Output the data exactly, with every line intact.
---------- Information shown
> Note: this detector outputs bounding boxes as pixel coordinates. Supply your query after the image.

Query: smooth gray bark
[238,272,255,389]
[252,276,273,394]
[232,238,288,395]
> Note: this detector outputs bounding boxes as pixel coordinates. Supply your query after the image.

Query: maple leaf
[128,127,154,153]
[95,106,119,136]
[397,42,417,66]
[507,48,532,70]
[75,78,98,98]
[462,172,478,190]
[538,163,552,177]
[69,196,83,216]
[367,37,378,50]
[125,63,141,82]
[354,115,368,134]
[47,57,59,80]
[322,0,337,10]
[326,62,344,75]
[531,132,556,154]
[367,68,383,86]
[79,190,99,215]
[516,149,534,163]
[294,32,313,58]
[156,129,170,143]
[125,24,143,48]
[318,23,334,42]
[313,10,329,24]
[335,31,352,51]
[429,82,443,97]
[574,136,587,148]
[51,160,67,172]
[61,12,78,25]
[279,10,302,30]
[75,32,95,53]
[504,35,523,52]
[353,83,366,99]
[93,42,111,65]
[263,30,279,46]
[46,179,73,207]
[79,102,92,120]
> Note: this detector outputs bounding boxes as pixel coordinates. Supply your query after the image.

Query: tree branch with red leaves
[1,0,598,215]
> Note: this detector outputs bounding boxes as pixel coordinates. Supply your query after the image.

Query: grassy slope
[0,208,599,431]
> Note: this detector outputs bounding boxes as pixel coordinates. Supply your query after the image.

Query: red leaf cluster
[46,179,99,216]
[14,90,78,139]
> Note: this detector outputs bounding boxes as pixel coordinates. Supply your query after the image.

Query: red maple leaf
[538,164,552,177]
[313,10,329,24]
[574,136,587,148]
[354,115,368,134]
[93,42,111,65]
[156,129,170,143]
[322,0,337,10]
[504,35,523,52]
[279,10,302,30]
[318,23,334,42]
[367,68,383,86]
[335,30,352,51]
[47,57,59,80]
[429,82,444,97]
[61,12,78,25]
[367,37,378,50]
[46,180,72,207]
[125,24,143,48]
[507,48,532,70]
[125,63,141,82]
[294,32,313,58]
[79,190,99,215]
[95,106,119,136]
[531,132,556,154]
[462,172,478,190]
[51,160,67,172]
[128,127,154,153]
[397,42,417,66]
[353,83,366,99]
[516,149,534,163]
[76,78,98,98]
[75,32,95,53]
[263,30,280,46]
--------------------
*Expected answer*.
> Note: this detector outputs bounding boxes as pixel coordinates. Supply your query after the image.

Query: smooth gray bark
[238,272,255,389]
[252,276,273,394]
[232,238,288,395]
> Note: this detector outputs bounding boxes as pixel coordinates. Supply your query after the image.

Query: maple leaf
[128,127,154,153]
[95,106,119,136]
[397,42,417,66]
[507,48,532,70]
[75,78,98,98]
[462,172,478,190]
[538,163,552,177]
[69,196,83,216]
[367,37,378,50]
[125,63,141,82]
[354,115,368,134]
[47,57,59,80]
[322,0,337,10]
[326,62,344,75]
[531,132,556,154]
[367,68,383,86]
[79,190,99,215]
[516,149,534,163]
[294,32,313,58]
[156,129,170,143]
[125,24,143,48]
[318,23,334,42]
[313,10,329,24]
[335,31,352,51]
[429,82,443,97]
[574,136,587,148]
[51,160,67,172]
[61,12,78,25]
[279,10,302,30]
[75,32,95,53]
[504,35,523,52]
[353,83,366,99]
[93,42,111,65]
[263,30,279,46]
[46,179,73,207]
[79,102,92,120]
> Note: this detector outputs bounding boxes as pixel coordinates. Supply your query after the image.

Query: tree branch with red leaves
[1,0,598,215]
> Note: this detector outputs bounding boxes as pixel coordinates. Supply your query after the image.

Query: grassy slope
[0,208,599,431]
> Note: this detector outputs bounding boxes as pixel coordinates. Supply your query after the image.

Query: red leaf cluster
[46,179,99,216]
[14,90,78,139]
> Note: this detector outputs bounding boxes as pixel coordinates. Supply your query after the image.

Query: red maple leaf
[538,164,552,177]
[313,10,329,24]
[574,136,587,148]
[354,115,368,134]
[93,42,111,65]
[156,129,170,143]
[322,0,337,10]
[504,35,523,52]
[279,10,302,30]
[318,23,334,42]
[367,68,383,86]
[335,30,352,51]
[47,57,59,80]
[429,82,444,97]
[61,12,78,25]
[367,37,378,50]
[46,180,72,207]
[125,24,143,48]
[507,48,532,70]
[125,63,141,82]
[294,32,313,58]
[79,190,99,215]
[95,106,119,136]
[531,132,556,154]
[462,172,478,190]
[51,160,67,172]
[128,127,154,153]
[397,42,417,66]
[353,83,366,99]
[516,149,534,163]
[76,78,98,98]
[75,32,95,53]
[263,30,280,46]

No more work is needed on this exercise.